> Prompt
State how many lines of the data below contain the string "surface", matching case exactly. Give only that number.
# start of Rows
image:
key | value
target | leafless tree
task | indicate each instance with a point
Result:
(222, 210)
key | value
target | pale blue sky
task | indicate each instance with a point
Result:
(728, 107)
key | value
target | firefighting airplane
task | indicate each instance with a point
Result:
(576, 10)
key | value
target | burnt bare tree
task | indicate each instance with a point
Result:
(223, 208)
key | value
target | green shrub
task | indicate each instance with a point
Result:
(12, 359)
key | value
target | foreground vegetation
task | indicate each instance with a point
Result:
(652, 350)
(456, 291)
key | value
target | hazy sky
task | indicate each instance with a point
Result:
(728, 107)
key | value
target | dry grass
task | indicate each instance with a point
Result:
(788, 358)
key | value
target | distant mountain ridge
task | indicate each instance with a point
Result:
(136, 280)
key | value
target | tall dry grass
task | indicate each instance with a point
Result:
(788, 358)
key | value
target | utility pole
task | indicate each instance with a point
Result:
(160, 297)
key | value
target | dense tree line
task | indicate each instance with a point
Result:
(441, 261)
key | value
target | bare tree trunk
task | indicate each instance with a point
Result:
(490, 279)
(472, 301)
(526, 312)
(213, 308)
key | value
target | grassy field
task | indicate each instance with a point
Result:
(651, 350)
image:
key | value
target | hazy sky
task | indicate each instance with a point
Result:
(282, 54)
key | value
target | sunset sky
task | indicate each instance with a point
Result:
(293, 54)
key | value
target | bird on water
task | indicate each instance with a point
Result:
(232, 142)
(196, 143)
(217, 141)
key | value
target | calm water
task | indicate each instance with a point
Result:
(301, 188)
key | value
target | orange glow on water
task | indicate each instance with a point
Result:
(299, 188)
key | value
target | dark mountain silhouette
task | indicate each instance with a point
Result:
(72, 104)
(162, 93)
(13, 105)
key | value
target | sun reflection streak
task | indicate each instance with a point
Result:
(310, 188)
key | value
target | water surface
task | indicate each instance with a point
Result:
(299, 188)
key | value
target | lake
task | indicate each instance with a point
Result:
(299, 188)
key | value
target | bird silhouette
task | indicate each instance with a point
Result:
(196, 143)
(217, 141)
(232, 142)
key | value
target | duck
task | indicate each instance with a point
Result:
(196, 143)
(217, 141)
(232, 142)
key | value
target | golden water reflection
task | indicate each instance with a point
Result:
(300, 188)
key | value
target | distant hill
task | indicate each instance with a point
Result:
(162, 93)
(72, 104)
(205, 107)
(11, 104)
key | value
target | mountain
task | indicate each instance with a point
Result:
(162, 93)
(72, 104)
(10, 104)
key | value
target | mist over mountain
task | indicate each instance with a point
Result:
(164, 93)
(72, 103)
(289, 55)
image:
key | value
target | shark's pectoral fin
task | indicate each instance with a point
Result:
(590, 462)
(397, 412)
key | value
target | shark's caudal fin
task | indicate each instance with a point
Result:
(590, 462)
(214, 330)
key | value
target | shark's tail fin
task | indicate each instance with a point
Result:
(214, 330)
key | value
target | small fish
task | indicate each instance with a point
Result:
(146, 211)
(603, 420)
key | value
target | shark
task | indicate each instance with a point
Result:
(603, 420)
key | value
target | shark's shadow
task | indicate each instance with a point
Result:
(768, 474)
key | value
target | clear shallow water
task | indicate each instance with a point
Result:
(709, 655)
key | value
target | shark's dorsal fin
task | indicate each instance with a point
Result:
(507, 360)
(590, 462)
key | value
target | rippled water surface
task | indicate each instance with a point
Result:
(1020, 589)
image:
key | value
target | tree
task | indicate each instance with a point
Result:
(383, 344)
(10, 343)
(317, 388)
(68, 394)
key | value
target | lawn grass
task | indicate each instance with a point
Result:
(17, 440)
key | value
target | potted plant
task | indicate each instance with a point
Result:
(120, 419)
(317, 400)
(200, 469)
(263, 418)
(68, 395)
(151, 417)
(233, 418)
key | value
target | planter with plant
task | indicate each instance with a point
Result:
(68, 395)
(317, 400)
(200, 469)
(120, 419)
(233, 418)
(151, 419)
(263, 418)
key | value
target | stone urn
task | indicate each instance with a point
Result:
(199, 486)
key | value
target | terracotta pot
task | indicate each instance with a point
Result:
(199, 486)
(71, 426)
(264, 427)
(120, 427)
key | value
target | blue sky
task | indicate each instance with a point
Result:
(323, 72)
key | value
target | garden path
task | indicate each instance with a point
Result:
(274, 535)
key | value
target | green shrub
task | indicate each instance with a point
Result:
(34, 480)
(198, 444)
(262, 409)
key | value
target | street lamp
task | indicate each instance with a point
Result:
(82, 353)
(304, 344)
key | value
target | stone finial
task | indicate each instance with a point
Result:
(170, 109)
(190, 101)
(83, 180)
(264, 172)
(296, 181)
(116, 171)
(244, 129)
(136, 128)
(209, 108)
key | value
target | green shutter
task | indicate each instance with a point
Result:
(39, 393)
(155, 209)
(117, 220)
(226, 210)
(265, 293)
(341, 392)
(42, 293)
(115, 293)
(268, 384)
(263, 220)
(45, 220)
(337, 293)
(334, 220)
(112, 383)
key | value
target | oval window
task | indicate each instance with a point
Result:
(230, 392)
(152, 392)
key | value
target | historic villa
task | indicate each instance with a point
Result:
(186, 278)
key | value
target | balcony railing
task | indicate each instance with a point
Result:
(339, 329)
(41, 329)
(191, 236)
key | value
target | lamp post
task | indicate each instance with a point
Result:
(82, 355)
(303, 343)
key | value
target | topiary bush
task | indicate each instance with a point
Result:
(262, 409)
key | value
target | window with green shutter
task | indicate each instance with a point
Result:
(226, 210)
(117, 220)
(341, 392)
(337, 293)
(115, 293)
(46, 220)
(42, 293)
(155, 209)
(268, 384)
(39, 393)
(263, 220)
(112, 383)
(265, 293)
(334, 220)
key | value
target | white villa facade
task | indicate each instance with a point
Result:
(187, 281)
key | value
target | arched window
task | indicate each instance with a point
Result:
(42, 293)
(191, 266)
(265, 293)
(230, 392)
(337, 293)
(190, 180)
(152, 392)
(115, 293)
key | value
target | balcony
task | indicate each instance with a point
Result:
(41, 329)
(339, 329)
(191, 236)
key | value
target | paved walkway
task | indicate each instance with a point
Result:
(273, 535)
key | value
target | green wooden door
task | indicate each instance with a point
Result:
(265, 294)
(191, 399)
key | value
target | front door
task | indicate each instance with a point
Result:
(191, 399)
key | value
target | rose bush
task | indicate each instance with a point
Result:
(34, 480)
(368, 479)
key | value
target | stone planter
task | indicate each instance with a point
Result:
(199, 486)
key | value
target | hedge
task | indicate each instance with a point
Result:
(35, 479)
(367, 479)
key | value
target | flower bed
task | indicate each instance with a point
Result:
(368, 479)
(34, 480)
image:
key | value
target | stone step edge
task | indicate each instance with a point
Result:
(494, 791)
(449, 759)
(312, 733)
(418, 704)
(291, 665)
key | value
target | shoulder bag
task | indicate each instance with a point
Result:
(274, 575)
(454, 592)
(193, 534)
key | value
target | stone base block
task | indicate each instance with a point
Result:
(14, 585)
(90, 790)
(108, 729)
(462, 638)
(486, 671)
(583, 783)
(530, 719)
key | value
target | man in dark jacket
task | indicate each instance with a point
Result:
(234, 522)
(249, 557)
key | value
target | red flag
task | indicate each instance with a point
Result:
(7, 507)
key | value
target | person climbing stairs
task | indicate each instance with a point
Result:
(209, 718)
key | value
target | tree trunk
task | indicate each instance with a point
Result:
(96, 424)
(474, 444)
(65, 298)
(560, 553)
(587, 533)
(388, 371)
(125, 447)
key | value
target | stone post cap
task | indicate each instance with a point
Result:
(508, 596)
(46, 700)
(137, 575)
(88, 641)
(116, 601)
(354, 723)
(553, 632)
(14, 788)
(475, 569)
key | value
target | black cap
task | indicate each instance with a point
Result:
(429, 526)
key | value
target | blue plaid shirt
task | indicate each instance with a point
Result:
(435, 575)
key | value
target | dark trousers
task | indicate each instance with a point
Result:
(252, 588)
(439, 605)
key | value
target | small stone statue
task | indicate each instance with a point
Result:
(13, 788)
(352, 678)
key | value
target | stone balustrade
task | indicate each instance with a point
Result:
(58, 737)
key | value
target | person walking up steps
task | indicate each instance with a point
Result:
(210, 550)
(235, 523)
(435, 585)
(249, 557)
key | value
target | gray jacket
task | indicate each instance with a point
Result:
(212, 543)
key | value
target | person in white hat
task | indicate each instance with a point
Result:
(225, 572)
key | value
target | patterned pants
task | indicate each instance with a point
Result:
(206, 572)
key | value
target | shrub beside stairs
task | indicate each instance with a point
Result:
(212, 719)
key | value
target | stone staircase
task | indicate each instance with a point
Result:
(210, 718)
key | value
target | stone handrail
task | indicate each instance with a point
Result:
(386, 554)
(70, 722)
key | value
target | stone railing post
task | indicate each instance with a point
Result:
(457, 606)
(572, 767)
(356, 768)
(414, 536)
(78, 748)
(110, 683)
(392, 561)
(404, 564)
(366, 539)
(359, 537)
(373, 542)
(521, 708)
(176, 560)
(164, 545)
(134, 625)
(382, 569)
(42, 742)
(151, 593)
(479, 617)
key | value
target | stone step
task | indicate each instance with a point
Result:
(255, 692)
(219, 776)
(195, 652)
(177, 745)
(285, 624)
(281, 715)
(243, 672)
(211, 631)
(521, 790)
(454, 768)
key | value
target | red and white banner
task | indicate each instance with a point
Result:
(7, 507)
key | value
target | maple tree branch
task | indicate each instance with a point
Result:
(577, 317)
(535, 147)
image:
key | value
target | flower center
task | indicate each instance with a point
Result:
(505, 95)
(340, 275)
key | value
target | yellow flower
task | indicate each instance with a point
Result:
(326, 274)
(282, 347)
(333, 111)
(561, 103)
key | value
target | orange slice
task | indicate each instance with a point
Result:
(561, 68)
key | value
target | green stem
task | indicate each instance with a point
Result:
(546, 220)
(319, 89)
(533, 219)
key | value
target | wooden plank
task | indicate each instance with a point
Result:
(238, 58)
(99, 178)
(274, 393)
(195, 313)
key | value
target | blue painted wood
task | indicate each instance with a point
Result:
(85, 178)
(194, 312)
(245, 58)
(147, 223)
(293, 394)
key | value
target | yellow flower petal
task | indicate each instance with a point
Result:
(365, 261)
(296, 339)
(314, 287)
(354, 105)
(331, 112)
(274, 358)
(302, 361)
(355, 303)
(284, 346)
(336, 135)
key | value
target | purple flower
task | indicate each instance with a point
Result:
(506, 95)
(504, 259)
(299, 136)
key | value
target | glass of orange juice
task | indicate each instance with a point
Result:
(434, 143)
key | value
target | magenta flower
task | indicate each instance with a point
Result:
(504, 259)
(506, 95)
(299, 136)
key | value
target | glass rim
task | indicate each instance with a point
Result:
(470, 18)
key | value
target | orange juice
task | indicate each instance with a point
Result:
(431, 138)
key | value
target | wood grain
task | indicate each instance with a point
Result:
# end of Rows
> Complete response
2